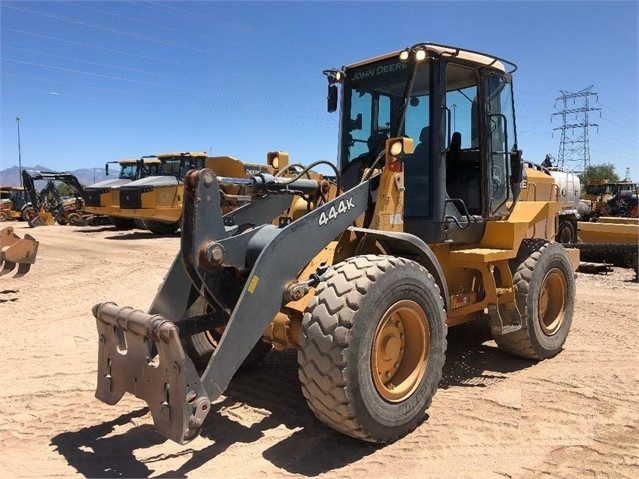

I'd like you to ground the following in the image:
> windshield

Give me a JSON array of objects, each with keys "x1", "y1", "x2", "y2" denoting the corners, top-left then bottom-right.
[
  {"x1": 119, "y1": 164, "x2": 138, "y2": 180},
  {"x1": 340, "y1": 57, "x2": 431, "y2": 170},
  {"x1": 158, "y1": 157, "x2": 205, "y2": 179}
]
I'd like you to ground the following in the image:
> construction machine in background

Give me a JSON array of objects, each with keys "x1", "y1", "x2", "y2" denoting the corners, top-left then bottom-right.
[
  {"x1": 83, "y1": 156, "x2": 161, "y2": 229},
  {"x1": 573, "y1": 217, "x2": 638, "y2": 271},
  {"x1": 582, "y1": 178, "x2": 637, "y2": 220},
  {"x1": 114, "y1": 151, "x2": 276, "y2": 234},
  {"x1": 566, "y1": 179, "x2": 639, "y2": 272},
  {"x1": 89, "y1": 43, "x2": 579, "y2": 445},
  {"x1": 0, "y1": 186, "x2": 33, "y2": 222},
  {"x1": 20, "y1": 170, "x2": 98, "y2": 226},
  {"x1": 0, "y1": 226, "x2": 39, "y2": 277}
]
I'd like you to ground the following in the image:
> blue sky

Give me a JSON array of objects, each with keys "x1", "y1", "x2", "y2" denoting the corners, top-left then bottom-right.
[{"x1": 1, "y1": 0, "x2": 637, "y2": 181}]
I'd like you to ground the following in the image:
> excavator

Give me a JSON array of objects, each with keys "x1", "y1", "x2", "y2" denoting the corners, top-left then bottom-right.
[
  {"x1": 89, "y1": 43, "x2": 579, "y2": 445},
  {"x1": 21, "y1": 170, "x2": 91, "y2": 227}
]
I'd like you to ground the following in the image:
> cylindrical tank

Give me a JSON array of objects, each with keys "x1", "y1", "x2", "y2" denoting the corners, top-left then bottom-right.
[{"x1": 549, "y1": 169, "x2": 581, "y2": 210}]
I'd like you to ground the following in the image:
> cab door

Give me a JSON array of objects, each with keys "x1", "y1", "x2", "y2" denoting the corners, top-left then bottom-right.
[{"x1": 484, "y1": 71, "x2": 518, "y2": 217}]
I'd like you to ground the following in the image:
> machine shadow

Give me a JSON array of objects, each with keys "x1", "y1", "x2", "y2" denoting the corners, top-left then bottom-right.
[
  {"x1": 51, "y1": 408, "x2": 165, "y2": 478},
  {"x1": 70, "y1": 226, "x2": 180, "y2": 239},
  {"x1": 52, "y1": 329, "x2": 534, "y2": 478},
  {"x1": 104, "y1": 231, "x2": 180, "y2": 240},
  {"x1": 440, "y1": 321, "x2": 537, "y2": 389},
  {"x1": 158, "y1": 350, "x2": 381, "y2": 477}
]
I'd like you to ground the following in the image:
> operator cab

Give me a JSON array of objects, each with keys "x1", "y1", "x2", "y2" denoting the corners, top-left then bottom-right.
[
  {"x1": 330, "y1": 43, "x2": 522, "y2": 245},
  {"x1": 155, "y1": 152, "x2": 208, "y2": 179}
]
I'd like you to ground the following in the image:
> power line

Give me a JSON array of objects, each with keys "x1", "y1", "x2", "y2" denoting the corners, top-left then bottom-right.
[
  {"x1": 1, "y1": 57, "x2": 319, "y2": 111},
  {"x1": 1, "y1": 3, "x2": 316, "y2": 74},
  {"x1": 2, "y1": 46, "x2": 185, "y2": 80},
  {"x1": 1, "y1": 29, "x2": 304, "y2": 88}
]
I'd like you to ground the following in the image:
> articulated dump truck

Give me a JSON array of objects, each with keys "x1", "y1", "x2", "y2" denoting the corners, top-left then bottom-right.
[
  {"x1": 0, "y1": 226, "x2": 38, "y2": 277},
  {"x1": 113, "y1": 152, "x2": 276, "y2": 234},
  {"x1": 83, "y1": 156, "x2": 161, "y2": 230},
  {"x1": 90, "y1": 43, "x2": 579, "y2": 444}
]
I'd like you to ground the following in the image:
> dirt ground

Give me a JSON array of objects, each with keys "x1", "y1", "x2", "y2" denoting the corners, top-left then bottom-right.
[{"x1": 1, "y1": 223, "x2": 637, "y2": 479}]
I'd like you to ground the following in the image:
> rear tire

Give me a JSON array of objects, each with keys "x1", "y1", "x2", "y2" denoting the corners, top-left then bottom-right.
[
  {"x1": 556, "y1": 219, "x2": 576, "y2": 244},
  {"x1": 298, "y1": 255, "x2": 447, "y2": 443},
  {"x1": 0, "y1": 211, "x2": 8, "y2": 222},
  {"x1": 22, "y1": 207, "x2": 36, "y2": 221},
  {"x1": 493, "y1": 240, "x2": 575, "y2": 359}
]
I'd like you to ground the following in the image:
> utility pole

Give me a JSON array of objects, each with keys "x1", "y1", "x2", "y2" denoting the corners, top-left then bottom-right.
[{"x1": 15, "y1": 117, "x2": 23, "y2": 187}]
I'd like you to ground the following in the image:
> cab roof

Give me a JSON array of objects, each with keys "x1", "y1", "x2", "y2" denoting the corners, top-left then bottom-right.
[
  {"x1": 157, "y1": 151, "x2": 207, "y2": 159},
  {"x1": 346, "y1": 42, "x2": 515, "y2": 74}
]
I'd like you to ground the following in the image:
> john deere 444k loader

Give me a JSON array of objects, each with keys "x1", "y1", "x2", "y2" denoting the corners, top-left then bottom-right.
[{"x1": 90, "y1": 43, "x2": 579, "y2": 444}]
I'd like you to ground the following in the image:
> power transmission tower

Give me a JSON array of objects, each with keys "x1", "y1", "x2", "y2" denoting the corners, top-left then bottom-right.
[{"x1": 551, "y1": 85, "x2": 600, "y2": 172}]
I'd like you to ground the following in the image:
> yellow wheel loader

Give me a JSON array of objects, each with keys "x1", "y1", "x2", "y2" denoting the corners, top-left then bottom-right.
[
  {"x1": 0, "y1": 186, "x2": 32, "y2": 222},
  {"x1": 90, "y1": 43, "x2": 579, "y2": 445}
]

» **TASK BRIEF**: Quote the material word for word, dropping any images it holds.

» **RESPONSE TO THIS EXERCISE**:
I'd like you to ground the following in the image:
> windshield

Give me a JSON array of objects, each with keys "x1", "y1", "x2", "y2" denoting the corners, top-left then bottom-right.
[
  {"x1": 119, "y1": 164, "x2": 138, "y2": 180},
  {"x1": 340, "y1": 57, "x2": 431, "y2": 170},
  {"x1": 158, "y1": 157, "x2": 205, "y2": 179}
]
I'd like you to ground the following in the image:
> construction machine in background

Give me a JSON array of objects, each with keys "x1", "y1", "x2", "y2" denoting the corners, top-left then bottom-right.
[
  {"x1": 83, "y1": 156, "x2": 161, "y2": 229},
  {"x1": 573, "y1": 217, "x2": 638, "y2": 271},
  {"x1": 582, "y1": 178, "x2": 637, "y2": 220},
  {"x1": 114, "y1": 151, "x2": 276, "y2": 234},
  {"x1": 566, "y1": 179, "x2": 639, "y2": 272},
  {"x1": 89, "y1": 43, "x2": 579, "y2": 445},
  {"x1": 0, "y1": 186, "x2": 33, "y2": 222},
  {"x1": 20, "y1": 170, "x2": 98, "y2": 226},
  {"x1": 0, "y1": 226, "x2": 39, "y2": 277}
]
I'd like you to ground the following in the image:
> blue sky

Give me a JSON array of objects, each with keys "x1", "y1", "x2", "y2" denoting the corners, top-left then bottom-right.
[{"x1": 1, "y1": 0, "x2": 637, "y2": 181}]
I'd like you to ground the following in the image:
> excavator

Give me a JSON array of objects, each with keys "x1", "y1", "x2", "y2" denoting the corners, top-left then bottom-right.
[
  {"x1": 89, "y1": 43, "x2": 579, "y2": 445},
  {"x1": 21, "y1": 170, "x2": 91, "y2": 227}
]
I'd like you to ground the following in the image:
> cylindrical tank

Give me a JSON array of objects, each with keys "x1", "y1", "x2", "y2" denoting the corners, top-left then bottom-right.
[{"x1": 549, "y1": 169, "x2": 581, "y2": 210}]
I'd like you to ground the following in the image:
> cab door

Give me a JSON array of objects, each with keys "x1", "y1", "x2", "y2" denoting the corners, top-left then bottom-right.
[{"x1": 484, "y1": 71, "x2": 518, "y2": 217}]
I'd like you to ground the following in the image:
> machine shadow

Give me a JSON array of objects, each with keys "x1", "y1", "x2", "y2" denoting the corners, top-left then bottom-right.
[
  {"x1": 51, "y1": 408, "x2": 165, "y2": 478},
  {"x1": 70, "y1": 226, "x2": 180, "y2": 239},
  {"x1": 52, "y1": 329, "x2": 534, "y2": 478},
  {"x1": 104, "y1": 231, "x2": 180, "y2": 240},
  {"x1": 440, "y1": 321, "x2": 537, "y2": 389},
  {"x1": 158, "y1": 350, "x2": 381, "y2": 477}
]
I'd like you to ground the following in the image:
> operator cab

Give me a JSON array of objects, each with keys "x1", "y1", "x2", "y2" denoting the corners, top-left then bottom-right.
[
  {"x1": 330, "y1": 43, "x2": 522, "y2": 245},
  {"x1": 155, "y1": 152, "x2": 208, "y2": 179}
]
I'd like you to ground the following in the image:
> power line

Give me a JSON array of objects, each with keys "x1", "y1", "x2", "y2" denoting the corners, top-left then bottom-right.
[
  {"x1": 1, "y1": 57, "x2": 319, "y2": 111},
  {"x1": 1, "y1": 3, "x2": 316, "y2": 74},
  {"x1": 2, "y1": 46, "x2": 185, "y2": 80},
  {"x1": 1, "y1": 29, "x2": 304, "y2": 88}
]
I'd like you to ground the following in the image:
> articulated dump truck

Give me a JSON array of objects, each with keys "x1", "y1", "x2", "y2" denoting the corners, top-left then bottom-right.
[
  {"x1": 0, "y1": 226, "x2": 38, "y2": 277},
  {"x1": 113, "y1": 152, "x2": 276, "y2": 234},
  {"x1": 83, "y1": 156, "x2": 161, "y2": 230},
  {"x1": 90, "y1": 43, "x2": 579, "y2": 444}
]
I'd like you to ground the following in the image:
> dirt ground

Give me a JSON array of objects, each with keys "x1", "y1", "x2", "y2" denoting the corners, top-left then bottom-right.
[{"x1": 1, "y1": 223, "x2": 637, "y2": 479}]
I'd like you to ground the following in the image:
> rear tire

Give me a JSON array of objects, each with keys "x1", "y1", "x2", "y2" denoting the corners, top-left then bottom-right.
[
  {"x1": 556, "y1": 219, "x2": 576, "y2": 244},
  {"x1": 298, "y1": 255, "x2": 447, "y2": 443},
  {"x1": 0, "y1": 211, "x2": 8, "y2": 222},
  {"x1": 22, "y1": 207, "x2": 36, "y2": 221},
  {"x1": 493, "y1": 240, "x2": 575, "y2": 359}
]
I'd like you to ground the following in the image:
> utility pole

Give me a JSON array of objects, each with keys "x1", "y1", "x2", "y2" denoting the corners, top-left then bottom-right.
[{"x1": 15, "y1": 117, "x2": 23, "y2": 187}]
I'd like you to ground the following in the image:
> cab roof

Give me a JSON array of objects, each with keys "x1", "y1", "x2", "y2" denoting the corners, top-left then bottom-right.
[
  {"x1": 157, "y1": 151, "x2": 207, "y2": 159},
  {"x1": 346, "y1": 42, "x2": 515, "y2": 74}
]
I'd like you to ground the following in the image:
> john deere 444k loader

Give me a JSON array of objects, each with keys "x1", "y1", "x2", "y2" denoting the corners, top-left then bottom-right.
[{"x1": 90, "y1": 43, "x2": 579, "y2": 444}]
I'd like you to ground the following in the image:
> power transmission tower

Give me a JSON array of objects, each with keys "x1", "y1", "x2", "y2" denoting the corners, top-left then bottom-right.
[{"x1": 551, "y1": 85, "x2": 600, "y2": 172}]
I'd like you to ground the following in the image:
> yellow wheel loader

Give me a JSON array of objects, each with keys "x1", "y1", "x2", "y2" denoting the corners, top-left then bottom-right.
[
  {"x1": 0, "y1": 186, "x2": 32, "y2": 222},
  {"x1": 90, "y1": 43, "x2": 579, "y2": 445}
]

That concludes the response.